[Dataset rows]
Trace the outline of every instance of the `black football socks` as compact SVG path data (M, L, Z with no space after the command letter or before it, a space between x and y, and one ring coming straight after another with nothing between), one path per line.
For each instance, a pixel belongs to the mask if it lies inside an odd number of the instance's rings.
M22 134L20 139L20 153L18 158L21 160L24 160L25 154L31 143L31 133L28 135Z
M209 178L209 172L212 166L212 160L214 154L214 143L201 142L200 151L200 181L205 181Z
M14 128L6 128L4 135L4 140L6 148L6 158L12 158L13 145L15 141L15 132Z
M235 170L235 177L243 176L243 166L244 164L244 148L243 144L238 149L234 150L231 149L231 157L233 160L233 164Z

▶ [Exercise description] Could you copy out all of the lines above with "black football socks" swapped for "dark football socks" and nothing else altered?

▶ [Exercise output]
Trace the outline of every instance of the `dark football socks` as compact SVG path data (M, L, Z with no space after the command letter or before it, a space between x and y, and one ring coming straight after another with nothing between), one path per line.
For each instance, a pixel belongs to the mask if it lies inside an odd number of the instance's rings.
M22 134L20 139L20 153L18 158L21 160L24 160L25 154L31 143L31 133L28 135Z
M209 178L209 172L212 166L212 160L214 154L214 143L201 142L200 151L200 181L205 181Z
M14 128L6 128L4 135L4 140L6 148L6 158L12 158L13 145L15 141L15 132Z
M235 170L235 177L243 176L243 166L244 164L244 148L243 144L238 149L234 150L231 149L231 157L233 160L233 164Z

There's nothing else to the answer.